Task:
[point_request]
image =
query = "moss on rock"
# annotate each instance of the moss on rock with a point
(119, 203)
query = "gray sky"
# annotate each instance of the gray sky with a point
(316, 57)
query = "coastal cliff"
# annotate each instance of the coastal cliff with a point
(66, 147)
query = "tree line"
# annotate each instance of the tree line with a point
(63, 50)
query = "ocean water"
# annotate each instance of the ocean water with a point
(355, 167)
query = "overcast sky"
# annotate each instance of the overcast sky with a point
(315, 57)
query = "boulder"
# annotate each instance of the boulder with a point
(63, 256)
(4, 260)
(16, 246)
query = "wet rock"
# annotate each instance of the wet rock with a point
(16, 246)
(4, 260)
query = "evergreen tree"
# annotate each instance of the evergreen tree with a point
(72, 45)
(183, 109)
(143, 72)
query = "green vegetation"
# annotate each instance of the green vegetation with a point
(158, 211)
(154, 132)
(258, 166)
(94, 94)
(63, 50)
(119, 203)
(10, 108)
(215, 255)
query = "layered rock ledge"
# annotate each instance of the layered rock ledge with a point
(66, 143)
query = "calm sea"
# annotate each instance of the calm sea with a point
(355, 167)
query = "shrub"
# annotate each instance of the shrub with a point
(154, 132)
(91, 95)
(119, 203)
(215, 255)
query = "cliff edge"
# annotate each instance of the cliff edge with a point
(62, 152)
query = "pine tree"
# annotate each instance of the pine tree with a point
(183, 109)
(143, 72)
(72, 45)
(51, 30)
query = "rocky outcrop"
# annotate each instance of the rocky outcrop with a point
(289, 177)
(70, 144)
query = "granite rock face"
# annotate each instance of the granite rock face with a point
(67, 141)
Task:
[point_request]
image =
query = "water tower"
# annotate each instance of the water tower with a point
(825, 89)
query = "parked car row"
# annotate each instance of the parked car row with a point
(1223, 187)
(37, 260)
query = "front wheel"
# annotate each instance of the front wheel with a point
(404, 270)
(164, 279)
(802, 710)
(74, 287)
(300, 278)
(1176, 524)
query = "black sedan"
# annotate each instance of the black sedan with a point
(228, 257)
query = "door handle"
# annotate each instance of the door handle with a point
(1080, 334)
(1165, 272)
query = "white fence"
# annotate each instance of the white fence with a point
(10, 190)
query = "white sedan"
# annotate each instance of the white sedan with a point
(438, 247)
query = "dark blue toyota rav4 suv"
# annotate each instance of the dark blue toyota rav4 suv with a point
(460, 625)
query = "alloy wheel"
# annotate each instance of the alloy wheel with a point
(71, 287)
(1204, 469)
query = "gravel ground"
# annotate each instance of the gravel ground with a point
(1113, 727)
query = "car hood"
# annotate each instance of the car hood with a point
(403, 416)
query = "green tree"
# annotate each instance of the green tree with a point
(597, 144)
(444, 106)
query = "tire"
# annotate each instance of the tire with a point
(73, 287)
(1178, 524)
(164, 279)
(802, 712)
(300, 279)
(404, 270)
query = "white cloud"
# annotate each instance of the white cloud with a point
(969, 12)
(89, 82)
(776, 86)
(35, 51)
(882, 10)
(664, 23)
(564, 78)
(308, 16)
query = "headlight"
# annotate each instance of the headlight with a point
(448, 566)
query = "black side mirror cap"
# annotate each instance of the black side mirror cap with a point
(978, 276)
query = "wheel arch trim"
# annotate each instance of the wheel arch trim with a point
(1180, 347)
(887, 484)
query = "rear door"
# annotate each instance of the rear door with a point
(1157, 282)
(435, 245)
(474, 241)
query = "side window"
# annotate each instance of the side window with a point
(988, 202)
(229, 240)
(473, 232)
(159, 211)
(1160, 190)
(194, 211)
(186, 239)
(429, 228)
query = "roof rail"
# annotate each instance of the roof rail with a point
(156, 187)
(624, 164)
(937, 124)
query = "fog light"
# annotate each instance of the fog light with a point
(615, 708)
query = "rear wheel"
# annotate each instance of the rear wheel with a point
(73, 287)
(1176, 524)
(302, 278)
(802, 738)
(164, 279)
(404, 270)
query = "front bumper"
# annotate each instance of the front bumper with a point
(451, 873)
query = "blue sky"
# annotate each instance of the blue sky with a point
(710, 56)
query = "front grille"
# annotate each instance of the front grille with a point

- Exercise:
How many lines of the listing above contain the string "granite"? Tally only matches in the same case, and reply with the number alone.

- Response to this task:
2